[Prompt]:
Reproduce word for word the lines of the first block of entries, from the line with "Guideline: for each instance of the sea" up to and including the line with "Target: sea water".

[Listed entries]:
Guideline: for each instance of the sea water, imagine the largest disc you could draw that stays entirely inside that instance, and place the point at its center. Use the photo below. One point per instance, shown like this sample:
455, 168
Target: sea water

* * *

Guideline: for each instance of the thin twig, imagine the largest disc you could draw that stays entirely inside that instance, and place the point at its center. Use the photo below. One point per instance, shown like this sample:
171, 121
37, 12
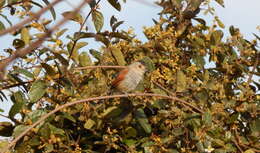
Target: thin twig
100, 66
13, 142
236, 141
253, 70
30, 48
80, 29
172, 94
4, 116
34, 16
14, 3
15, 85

---

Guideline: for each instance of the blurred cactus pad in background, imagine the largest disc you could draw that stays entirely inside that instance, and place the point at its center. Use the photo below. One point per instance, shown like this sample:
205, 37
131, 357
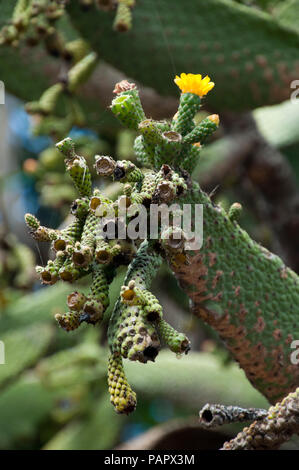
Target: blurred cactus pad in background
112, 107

[The reply]:
Guideline: for each instance of the sea water, imagine the largest disc you could draw that stays entirely inside that instance, and place the point at its center. Use the photo below. One point per instance, shown like this sample:
455, 168
Target: sea water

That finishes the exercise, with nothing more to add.